Extract to read >>
Religion, Gardner continued, gives us eyes to see and ears to hear in ways that science simply cannot. “With our scientific eyes we can distinguish between true and false. With our religious eyes we can distinguish between right and wrong. When we see with our religious eyes, we live in a world of meaning.”
After services, my wife and I walked home along the promenade that overlooks the East River and lower Manhattan. The stone esplanade has become something of our backyard. It’s where we let our girls take their first steps out of their strollers, where they began to push dolly strollers of their own, and where we were now teaching them how to ride a scooter. Behind us was the Brooklyn Bridge, with its side-by-side pairings of Gothic arches. In front of us, across New York Harbor, was the Statue of Liberty. Between us was a shimmering boulevard of water.
Water. From the very beginning, I had seen my journey as a tale of water, though I didn’t know quite why. Part of this, no doubt, is the importance of water to the Moses story: his birth in the watery Nile Delta, his rebirth in the wicker basket on the Nile, the pharaoh’s daughter naming him Moses because she “drew him out of the water.” Later, a number of the key events of his life involve water: meeting his wife by a well, leading the Israelites across the Red Sea, being denied entry into the Promised Land for improperly extracting water from the rock. Even his farewell speech in Deuteronomy 30 makes reference to the coming crossing of the Jordan. For a desert people, Moses may have been the ideal leader. He was drawn from water.

Data provided >>
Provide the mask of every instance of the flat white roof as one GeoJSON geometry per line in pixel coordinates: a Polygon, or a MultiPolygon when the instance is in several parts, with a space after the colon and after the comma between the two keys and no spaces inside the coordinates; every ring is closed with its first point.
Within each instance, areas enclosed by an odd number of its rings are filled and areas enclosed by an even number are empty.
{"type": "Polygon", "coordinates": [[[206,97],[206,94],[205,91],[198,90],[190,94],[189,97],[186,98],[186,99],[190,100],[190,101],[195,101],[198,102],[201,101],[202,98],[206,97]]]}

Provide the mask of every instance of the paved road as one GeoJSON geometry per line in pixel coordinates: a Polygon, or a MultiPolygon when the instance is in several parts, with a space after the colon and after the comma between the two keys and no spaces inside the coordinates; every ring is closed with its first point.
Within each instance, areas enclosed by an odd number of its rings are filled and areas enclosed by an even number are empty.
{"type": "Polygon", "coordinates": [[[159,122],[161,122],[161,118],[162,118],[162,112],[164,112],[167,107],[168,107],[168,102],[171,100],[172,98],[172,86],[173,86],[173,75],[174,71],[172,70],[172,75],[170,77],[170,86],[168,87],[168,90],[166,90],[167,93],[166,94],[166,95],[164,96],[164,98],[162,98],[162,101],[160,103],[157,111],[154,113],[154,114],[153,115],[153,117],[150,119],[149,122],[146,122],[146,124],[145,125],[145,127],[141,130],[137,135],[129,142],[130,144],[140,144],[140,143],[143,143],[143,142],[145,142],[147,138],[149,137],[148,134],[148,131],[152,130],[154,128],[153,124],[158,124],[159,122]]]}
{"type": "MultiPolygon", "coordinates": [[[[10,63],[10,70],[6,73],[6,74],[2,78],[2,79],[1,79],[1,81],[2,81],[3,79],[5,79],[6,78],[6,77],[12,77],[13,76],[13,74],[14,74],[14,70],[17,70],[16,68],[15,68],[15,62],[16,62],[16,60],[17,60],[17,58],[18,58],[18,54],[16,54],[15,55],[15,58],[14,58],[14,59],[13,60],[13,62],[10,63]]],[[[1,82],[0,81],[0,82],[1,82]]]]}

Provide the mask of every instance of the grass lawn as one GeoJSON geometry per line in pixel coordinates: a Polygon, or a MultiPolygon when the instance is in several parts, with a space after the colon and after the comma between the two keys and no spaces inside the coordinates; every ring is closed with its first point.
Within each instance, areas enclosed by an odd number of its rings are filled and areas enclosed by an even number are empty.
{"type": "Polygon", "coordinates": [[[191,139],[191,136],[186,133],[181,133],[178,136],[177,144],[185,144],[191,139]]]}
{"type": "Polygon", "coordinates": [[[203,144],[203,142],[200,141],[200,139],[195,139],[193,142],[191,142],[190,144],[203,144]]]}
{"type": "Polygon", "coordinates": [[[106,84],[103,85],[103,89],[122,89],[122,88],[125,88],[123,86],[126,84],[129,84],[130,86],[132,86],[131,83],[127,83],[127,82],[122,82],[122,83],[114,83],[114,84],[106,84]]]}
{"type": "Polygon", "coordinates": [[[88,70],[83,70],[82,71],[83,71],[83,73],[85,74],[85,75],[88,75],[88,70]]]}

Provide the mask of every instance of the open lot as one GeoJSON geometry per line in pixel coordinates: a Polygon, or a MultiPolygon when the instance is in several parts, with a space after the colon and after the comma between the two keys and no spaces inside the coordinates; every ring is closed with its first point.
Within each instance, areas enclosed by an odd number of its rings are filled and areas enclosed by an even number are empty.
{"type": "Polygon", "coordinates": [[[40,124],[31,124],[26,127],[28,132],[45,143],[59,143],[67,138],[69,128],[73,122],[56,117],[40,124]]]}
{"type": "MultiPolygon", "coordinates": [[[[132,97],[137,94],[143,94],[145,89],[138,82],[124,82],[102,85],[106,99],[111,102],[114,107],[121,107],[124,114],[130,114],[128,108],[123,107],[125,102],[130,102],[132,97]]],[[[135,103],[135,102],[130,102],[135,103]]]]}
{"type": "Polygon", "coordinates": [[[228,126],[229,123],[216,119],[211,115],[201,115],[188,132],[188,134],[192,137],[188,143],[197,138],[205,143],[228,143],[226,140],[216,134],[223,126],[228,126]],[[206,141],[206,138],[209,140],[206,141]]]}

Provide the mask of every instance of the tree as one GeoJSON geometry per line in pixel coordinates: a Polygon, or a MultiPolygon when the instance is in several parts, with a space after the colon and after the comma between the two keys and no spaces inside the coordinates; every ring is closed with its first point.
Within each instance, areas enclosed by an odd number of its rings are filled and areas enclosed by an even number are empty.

--

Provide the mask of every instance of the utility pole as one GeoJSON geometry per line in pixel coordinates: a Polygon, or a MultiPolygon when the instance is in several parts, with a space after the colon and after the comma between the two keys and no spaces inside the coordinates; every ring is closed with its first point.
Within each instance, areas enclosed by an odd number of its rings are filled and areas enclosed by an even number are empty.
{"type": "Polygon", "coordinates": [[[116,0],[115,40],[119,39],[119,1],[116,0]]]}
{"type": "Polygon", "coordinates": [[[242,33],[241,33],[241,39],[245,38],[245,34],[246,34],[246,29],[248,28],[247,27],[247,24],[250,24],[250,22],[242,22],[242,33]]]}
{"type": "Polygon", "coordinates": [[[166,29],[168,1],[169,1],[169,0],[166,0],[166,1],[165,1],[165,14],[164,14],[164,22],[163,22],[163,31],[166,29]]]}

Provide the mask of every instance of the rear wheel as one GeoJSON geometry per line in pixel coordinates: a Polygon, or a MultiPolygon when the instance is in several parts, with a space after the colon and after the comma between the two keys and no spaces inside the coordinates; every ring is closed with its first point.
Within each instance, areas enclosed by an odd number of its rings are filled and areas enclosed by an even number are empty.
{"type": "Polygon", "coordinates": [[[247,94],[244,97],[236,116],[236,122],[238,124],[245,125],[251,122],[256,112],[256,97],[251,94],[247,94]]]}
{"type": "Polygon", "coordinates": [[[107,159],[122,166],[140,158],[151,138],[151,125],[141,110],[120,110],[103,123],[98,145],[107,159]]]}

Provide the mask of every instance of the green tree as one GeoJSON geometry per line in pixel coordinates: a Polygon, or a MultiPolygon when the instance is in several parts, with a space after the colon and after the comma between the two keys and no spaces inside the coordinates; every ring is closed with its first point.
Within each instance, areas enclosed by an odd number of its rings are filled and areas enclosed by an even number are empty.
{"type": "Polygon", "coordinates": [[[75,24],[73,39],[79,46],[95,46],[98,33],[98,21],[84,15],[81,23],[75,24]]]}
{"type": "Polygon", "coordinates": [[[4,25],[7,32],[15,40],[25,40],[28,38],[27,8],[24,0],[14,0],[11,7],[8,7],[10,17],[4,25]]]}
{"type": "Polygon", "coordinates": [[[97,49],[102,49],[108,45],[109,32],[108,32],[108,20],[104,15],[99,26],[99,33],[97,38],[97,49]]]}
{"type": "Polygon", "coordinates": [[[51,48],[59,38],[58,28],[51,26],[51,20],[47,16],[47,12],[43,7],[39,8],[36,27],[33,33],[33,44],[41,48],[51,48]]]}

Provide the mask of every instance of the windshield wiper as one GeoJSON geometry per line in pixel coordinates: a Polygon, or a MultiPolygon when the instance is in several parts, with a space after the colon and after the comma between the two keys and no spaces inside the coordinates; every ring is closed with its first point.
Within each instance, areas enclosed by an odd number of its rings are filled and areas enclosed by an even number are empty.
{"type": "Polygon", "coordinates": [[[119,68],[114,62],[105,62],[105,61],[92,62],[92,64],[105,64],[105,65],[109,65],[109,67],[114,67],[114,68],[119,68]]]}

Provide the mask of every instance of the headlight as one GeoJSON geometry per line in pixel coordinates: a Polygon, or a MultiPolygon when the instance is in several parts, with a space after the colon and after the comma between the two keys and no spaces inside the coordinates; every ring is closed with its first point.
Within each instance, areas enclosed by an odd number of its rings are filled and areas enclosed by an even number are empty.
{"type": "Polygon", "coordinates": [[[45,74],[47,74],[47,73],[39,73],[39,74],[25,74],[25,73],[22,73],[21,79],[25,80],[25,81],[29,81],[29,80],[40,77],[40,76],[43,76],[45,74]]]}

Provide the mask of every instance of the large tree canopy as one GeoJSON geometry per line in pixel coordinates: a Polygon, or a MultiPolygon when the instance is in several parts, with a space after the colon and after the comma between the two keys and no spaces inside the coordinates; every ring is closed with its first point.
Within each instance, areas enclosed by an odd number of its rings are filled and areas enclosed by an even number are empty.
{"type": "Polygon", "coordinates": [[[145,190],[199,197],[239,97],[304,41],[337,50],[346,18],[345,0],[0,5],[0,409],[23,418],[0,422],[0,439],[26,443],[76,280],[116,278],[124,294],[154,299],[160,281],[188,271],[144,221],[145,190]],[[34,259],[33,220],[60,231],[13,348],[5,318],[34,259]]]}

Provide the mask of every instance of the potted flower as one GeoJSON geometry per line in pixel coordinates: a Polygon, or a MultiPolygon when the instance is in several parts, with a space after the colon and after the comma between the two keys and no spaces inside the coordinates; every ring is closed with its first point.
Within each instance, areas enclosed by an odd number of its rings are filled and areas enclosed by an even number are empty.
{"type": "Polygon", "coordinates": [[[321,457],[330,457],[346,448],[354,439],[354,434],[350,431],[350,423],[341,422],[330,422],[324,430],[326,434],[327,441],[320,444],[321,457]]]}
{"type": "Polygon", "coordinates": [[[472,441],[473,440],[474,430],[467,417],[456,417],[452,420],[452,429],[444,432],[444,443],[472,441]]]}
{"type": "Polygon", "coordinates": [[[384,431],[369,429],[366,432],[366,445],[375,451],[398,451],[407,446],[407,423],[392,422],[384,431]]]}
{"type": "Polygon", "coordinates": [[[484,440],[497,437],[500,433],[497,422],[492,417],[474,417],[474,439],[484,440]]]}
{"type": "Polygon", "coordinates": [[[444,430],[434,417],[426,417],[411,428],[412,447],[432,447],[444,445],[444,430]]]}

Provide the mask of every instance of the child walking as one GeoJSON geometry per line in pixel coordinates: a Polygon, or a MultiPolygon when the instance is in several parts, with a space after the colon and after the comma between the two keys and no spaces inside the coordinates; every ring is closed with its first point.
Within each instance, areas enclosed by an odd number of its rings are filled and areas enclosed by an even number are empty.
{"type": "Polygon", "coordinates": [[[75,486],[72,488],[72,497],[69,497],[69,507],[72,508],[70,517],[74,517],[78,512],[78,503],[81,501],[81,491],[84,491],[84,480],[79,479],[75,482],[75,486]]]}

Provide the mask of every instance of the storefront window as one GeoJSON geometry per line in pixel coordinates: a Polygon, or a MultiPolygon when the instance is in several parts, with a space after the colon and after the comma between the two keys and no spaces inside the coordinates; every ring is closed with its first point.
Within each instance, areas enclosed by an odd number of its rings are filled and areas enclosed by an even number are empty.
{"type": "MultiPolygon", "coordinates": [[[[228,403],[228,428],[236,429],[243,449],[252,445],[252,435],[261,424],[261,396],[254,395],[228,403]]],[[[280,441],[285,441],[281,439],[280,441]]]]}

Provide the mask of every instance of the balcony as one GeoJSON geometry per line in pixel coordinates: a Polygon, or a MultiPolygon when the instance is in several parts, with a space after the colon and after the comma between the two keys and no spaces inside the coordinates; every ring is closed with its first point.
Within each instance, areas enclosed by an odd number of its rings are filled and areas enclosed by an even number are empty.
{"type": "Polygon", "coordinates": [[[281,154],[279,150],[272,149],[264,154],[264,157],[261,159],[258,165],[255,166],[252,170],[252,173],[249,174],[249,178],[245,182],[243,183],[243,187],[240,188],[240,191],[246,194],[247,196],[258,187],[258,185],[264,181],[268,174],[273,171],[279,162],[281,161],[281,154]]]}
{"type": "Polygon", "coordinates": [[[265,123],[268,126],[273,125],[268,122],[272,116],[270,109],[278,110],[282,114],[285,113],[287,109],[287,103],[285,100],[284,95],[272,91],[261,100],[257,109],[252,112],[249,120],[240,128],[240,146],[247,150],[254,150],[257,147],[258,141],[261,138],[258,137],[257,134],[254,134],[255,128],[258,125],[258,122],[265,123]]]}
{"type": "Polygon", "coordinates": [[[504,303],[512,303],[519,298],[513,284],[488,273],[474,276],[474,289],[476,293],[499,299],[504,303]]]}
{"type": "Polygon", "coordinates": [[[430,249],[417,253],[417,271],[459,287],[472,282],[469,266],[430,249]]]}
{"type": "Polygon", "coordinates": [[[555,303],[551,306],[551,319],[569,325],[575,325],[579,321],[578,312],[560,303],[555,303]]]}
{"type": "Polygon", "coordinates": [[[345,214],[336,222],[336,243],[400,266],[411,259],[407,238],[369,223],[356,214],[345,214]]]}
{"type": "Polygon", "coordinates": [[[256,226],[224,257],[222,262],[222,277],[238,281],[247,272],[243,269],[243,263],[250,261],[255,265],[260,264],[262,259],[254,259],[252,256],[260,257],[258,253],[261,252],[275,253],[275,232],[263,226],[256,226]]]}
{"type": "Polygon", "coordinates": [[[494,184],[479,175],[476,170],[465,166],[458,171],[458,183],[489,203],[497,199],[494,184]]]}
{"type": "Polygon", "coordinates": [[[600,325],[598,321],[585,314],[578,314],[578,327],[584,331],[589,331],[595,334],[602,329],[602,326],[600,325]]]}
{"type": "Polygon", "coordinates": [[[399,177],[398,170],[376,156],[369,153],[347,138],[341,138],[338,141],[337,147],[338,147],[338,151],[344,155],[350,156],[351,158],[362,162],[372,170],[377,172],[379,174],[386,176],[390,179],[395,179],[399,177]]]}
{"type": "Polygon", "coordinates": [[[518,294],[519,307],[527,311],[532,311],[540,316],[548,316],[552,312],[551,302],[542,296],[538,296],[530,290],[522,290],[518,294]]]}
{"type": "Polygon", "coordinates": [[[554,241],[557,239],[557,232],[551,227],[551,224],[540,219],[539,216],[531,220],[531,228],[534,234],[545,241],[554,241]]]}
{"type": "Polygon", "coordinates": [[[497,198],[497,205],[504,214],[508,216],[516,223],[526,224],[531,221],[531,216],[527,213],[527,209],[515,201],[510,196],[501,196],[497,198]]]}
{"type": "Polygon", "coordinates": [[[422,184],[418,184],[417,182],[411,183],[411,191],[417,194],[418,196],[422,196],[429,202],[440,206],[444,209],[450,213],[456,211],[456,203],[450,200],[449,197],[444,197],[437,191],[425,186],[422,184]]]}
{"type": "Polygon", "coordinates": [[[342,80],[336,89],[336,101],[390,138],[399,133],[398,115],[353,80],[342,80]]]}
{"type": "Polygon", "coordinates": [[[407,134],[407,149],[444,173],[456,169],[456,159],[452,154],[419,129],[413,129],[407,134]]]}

...

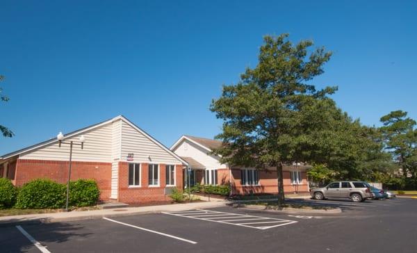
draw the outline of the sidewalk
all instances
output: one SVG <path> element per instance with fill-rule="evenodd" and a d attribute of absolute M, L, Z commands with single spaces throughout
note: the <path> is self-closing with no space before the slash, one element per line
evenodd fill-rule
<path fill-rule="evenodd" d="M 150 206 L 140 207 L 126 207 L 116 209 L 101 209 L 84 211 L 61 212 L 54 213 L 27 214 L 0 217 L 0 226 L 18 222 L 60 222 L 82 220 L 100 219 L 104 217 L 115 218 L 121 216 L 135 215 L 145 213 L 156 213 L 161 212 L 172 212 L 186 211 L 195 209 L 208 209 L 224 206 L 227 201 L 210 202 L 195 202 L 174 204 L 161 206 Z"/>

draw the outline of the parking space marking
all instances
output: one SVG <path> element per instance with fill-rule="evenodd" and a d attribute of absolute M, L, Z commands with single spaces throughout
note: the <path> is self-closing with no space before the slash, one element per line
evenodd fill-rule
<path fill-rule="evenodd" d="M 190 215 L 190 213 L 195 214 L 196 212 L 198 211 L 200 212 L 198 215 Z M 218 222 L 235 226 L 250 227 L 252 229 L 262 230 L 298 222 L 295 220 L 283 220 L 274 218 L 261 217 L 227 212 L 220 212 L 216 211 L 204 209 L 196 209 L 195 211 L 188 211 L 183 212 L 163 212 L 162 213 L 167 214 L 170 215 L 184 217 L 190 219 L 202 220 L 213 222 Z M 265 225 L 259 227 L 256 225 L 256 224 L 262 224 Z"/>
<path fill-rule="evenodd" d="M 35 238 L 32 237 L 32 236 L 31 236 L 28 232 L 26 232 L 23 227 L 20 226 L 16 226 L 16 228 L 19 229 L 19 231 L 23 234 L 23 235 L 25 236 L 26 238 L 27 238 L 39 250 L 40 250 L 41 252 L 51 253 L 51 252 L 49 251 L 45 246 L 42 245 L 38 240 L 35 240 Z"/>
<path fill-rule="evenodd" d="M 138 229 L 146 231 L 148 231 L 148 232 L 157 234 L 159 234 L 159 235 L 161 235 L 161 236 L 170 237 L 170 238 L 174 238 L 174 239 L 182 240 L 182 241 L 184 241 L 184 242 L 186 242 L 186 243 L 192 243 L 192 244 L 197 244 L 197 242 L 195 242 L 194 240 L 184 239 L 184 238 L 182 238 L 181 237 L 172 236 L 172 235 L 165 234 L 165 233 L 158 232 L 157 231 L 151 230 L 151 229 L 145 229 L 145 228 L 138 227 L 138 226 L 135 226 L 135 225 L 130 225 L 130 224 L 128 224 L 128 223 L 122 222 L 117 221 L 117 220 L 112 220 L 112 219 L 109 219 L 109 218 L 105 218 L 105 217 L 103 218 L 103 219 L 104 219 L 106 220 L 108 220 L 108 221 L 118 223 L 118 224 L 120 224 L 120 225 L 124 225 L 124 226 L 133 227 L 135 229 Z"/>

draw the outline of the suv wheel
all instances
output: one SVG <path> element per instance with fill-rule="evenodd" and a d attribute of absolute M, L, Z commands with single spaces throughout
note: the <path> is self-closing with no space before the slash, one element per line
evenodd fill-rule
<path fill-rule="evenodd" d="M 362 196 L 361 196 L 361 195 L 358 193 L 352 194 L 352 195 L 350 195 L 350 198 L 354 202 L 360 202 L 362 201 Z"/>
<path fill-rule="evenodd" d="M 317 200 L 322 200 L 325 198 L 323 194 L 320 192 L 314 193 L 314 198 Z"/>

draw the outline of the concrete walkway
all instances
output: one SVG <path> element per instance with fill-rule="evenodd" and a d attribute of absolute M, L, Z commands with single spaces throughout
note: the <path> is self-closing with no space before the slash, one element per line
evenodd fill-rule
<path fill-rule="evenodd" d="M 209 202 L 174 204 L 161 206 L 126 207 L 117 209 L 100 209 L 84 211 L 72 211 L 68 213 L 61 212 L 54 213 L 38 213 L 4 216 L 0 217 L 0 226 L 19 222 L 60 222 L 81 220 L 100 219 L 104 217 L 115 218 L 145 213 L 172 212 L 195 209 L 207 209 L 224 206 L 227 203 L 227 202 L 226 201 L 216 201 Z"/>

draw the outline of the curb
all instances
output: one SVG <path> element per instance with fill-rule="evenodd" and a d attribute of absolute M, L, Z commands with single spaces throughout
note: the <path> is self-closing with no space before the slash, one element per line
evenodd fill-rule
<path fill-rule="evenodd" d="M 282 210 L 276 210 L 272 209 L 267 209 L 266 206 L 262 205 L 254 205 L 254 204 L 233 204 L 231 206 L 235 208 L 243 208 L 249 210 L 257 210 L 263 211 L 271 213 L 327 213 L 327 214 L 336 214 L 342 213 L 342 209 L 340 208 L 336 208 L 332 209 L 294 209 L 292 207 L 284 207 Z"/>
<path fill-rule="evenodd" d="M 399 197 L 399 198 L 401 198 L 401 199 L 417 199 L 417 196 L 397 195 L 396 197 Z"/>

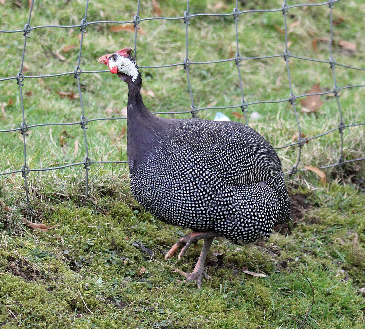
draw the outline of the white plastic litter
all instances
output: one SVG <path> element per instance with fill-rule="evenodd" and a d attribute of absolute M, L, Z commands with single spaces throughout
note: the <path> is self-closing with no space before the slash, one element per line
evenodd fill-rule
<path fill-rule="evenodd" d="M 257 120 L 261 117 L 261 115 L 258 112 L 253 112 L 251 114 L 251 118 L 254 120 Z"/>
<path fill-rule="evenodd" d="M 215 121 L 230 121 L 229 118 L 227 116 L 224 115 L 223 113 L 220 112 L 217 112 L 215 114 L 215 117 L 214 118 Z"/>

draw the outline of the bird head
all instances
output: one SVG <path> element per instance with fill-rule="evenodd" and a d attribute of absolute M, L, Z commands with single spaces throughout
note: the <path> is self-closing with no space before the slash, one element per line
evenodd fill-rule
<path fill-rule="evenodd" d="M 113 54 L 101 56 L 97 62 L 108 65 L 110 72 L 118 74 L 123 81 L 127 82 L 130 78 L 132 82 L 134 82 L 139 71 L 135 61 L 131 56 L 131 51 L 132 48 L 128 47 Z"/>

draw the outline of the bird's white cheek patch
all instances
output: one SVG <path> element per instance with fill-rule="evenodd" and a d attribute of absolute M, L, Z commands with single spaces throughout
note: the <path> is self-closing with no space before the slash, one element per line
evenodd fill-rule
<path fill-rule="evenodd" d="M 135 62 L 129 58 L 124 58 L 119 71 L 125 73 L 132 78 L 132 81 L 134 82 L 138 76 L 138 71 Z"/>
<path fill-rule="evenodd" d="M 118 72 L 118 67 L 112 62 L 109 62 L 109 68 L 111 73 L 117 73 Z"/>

Goals >>
1. In the passage, starting with "After services, my" and going on through "boulevard of water.", replace "scooter" with "bicycle" and write out the result.
2. Put the lines of the records, starting with the line with "draw the outline of the parking space marking" and going on through the line with "35 238 L 32", into a numbered list, leaving out blank lines.
The passage and the records are unrelated material.

Answers per task >>
1.
After services, my wife and I walked home along the promenade that overlooks the East River and lower Manhattan. The stone esplanade has become something of our backyard. It’s where we let our girls take their first steps out of their strollers, where they began to push dolly strollers of their own, and where we were now teaching them how to ride a bicycle. Behind us was the Brooklyn Bridge, with its side-by-side pairings of Gothic arches. In front of us, across New York Harbor, was the Statue of Liberty. Between us was a shimmering boulevard of water.

2.
1. draw the outline of the parking space marking
2. all instances
3. output: one SVG <path> element per instance with fill-rule="evenodd" and a d attribute of absolute M, L, Z commands with single spaces throughout
4. note: the <path> is self-closing with no space before the slash, one element per line
5. evenodd fill-rule
6. <path fill-rule="evenodd" d="M 190 215 L 190 213 L 195 214 L 196 212 L 198 211 L 200 212 L 198 215 Z M 218 222 L 235 226 L 250 227 L 252 229 L 262 230 L 298 222 L 295 220 L 283 220 L 274 218 L 261 217 L 227 212 L 220 212 L 216 211 L 204 209 L 196 209 L 195 211 L 188 211 L 183 212 L 163 212 L 162 213 L 167 214 L 170 215 L 184 217 L 190 219 L 202 220 L 213 222 Z M 265 225 L 259 227 L 256 225 L 256 224 L 262 224 Z"/>
7. <path fill-rule="evenodd" d="M 35 238 L 32 237 L 32 236 L 31 236 L 28 232 L 26 232 L 23 227 L 20 226 L 16 226 L 16 228 L 19 229 L 19 231 L 23 234 L 23 235 L 25 236 L 26 238 L 27 238 L 39 250 L 40 250 L 41 252 L 51 253 L 51 252 L 49 251 L 45 246 L 42 245 L 38 240 L 35 240 Z"/>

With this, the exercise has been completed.